- _The records_
+---+
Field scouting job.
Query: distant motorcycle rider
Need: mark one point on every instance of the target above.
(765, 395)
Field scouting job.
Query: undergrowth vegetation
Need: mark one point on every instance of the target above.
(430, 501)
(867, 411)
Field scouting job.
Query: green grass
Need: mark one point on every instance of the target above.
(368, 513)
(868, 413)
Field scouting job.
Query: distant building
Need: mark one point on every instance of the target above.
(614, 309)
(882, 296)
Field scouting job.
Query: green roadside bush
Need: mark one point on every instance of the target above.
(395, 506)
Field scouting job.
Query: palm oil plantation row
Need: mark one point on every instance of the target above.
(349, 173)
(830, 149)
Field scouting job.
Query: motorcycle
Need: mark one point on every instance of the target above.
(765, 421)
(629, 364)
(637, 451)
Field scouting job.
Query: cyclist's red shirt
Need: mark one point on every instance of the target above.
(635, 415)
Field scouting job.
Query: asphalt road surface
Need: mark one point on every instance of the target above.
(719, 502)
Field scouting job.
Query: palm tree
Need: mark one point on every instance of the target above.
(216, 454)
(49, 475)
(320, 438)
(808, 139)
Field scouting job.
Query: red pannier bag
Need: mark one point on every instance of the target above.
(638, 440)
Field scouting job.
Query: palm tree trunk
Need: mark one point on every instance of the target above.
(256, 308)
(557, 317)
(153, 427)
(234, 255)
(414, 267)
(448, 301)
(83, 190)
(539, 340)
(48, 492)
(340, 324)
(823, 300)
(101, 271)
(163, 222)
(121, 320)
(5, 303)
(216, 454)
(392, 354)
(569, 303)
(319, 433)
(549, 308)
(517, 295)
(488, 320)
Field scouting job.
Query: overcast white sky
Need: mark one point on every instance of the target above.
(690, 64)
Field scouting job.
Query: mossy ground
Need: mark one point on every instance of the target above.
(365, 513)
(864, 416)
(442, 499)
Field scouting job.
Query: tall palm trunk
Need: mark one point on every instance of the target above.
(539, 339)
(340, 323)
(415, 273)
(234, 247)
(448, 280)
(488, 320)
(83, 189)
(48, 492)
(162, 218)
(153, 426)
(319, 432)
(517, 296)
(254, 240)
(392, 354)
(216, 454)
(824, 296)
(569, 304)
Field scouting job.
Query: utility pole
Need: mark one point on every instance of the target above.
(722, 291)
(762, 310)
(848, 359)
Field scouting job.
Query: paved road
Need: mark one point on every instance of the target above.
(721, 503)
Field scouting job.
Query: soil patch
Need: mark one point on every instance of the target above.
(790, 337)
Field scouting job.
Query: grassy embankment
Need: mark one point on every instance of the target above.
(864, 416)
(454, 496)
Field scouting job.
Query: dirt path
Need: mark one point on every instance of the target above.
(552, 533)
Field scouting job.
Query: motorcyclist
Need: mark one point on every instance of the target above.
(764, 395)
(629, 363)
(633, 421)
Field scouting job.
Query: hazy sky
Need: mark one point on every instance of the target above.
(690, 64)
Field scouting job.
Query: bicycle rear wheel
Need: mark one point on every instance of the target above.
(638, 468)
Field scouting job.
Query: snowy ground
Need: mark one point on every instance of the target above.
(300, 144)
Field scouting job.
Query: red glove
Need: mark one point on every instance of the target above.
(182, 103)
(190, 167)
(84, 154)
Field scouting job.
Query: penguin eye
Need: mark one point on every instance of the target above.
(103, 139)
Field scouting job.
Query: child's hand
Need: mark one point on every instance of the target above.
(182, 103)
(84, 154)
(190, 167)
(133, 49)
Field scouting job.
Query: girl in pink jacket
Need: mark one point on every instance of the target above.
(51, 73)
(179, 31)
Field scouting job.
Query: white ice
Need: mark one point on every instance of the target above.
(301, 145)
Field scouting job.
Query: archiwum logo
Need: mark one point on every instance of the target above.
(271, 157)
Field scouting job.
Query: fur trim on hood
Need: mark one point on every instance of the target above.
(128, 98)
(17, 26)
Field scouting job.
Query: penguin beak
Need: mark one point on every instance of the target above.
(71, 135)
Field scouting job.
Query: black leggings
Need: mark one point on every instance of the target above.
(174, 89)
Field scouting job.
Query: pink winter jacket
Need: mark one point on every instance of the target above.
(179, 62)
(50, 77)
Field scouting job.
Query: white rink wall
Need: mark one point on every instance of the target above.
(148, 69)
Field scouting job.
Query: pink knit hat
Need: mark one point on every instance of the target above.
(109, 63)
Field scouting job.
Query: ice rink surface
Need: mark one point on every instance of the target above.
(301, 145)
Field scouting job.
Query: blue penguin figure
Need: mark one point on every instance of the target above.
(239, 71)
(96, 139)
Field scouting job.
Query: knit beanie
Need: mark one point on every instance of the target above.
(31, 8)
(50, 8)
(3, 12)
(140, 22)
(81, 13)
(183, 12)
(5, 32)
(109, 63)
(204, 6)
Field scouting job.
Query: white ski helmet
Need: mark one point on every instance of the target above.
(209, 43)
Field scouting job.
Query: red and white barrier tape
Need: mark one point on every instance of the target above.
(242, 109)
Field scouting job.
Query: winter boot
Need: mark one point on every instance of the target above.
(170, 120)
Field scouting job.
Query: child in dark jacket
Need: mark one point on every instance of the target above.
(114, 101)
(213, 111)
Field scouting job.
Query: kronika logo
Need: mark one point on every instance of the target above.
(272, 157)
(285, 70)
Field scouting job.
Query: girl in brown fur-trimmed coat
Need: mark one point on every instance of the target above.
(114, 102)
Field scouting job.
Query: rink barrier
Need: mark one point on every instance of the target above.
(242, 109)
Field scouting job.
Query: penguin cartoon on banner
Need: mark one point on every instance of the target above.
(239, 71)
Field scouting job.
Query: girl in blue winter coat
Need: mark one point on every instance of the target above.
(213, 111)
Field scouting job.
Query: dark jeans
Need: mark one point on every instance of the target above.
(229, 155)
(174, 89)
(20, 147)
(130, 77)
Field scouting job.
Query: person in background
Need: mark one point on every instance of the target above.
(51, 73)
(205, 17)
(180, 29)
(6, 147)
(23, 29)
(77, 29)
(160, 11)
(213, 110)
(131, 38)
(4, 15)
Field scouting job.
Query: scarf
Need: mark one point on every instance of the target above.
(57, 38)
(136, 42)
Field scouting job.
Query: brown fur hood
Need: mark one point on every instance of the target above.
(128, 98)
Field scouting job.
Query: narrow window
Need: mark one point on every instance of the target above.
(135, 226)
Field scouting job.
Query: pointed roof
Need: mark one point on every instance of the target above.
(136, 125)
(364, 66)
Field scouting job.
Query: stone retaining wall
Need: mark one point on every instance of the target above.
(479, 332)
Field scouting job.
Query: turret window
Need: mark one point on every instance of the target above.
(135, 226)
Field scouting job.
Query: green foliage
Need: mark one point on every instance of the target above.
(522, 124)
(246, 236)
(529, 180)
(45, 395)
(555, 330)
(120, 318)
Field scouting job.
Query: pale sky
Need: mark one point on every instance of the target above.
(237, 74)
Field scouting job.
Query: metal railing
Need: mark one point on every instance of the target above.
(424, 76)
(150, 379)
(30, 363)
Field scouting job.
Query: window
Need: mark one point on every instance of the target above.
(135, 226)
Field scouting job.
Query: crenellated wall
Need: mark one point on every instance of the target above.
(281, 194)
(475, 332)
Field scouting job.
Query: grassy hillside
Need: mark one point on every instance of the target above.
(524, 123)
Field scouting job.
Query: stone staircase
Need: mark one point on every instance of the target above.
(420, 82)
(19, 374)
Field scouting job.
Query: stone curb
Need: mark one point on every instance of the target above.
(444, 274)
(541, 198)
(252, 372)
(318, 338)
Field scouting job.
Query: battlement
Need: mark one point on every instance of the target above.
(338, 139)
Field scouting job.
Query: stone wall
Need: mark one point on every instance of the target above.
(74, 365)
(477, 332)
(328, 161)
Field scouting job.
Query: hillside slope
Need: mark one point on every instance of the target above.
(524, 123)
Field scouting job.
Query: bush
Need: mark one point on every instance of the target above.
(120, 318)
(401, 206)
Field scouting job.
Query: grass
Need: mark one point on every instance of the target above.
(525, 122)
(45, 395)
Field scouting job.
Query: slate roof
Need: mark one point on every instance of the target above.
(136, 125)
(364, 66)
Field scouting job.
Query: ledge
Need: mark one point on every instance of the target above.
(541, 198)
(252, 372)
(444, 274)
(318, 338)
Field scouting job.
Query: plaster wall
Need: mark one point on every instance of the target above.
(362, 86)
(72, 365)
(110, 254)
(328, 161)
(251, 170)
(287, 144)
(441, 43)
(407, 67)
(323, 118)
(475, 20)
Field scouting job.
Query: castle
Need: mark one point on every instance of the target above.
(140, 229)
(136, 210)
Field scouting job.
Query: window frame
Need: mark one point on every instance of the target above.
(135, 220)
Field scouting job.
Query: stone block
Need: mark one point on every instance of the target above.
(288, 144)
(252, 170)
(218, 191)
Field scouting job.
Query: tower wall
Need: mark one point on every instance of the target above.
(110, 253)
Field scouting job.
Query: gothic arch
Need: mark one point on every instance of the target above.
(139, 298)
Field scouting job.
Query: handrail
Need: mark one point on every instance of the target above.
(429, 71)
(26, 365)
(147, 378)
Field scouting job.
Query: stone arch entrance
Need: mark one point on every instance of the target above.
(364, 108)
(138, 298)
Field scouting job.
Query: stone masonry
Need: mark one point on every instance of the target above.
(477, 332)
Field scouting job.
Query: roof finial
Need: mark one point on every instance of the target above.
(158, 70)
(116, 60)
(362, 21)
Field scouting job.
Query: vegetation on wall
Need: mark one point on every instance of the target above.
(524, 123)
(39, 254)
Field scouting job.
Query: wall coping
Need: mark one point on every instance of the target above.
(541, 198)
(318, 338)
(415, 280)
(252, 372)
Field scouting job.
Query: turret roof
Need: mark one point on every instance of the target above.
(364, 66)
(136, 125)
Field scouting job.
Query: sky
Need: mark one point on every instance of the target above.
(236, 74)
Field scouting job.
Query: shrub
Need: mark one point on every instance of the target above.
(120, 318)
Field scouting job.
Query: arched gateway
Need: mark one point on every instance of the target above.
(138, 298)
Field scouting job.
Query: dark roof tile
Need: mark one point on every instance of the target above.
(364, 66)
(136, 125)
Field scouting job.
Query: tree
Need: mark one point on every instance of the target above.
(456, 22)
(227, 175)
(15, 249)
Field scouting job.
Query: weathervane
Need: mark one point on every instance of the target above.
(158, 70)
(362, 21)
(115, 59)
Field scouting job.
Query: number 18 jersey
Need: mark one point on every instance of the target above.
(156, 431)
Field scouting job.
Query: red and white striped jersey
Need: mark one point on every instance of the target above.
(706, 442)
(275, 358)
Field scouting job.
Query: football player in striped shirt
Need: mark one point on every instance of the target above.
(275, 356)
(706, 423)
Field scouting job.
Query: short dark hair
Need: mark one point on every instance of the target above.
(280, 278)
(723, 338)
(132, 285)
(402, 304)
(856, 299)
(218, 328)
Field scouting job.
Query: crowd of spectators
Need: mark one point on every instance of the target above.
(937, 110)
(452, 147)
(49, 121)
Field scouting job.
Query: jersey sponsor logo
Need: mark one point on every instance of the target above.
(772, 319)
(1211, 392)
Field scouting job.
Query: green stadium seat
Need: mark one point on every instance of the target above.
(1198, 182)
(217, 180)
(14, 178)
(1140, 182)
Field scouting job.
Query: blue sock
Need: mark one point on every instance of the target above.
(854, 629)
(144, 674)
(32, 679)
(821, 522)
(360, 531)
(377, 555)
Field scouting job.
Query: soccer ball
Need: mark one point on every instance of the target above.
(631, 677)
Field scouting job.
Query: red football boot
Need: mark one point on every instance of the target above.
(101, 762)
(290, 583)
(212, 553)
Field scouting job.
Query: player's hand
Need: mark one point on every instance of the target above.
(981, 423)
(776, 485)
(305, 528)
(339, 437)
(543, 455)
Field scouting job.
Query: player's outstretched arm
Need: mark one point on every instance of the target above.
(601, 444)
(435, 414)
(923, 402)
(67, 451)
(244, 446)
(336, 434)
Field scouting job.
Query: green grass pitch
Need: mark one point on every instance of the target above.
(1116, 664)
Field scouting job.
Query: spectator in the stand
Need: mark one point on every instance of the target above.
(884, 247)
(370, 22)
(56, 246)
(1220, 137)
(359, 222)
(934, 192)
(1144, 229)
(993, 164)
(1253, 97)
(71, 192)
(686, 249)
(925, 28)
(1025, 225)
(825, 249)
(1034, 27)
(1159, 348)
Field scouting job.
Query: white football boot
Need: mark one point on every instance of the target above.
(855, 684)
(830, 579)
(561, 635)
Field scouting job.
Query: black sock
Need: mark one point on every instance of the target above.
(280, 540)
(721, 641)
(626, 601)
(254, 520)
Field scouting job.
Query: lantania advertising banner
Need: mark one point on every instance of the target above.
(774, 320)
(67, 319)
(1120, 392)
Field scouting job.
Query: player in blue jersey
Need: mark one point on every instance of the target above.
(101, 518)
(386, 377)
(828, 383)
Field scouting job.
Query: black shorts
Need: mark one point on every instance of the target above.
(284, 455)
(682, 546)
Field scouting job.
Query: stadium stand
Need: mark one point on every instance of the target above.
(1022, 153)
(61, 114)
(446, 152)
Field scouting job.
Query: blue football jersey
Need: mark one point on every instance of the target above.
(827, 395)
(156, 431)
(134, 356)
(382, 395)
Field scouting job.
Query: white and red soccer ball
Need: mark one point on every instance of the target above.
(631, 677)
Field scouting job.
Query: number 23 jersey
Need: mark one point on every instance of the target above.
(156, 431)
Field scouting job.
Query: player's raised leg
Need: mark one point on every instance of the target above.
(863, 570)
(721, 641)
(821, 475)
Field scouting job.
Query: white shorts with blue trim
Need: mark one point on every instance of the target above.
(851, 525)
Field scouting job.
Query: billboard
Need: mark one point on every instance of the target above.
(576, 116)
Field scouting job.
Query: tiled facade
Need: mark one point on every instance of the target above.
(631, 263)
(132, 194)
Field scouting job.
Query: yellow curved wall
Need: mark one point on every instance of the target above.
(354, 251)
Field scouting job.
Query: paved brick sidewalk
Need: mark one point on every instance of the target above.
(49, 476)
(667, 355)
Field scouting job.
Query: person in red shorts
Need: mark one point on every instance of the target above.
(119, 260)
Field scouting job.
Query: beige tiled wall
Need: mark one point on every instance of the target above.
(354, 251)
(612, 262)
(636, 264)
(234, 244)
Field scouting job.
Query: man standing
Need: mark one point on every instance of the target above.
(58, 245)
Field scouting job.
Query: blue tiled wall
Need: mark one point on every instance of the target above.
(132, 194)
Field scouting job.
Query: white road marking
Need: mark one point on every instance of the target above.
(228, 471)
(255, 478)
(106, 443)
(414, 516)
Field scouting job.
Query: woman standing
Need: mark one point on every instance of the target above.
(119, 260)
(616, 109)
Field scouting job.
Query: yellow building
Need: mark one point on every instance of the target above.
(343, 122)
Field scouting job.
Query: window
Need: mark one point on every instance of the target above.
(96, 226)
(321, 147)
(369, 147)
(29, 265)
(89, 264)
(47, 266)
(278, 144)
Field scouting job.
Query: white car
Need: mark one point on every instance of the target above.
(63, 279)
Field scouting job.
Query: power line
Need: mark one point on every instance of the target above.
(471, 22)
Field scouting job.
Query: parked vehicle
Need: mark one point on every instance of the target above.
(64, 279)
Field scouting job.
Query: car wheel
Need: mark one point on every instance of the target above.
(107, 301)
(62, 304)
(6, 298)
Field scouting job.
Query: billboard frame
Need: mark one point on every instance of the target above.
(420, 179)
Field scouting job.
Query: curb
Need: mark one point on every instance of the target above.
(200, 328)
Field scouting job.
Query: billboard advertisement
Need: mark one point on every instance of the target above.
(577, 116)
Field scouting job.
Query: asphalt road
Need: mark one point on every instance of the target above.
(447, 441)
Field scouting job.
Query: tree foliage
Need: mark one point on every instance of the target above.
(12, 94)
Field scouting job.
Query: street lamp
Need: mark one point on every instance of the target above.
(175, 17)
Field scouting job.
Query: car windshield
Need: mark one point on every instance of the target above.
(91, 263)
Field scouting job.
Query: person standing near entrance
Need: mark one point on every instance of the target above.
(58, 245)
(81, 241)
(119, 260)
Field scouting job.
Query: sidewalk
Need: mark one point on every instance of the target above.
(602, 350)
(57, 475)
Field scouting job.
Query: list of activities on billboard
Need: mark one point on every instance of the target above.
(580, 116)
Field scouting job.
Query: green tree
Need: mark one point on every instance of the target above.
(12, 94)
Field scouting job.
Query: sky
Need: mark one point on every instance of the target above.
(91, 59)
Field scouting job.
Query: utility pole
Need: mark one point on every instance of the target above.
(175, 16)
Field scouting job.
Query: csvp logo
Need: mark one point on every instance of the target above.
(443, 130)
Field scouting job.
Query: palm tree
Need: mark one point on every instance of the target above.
+---+
Count the lines above that contain the word "black" and give only the number.

- _Answer to this task_
3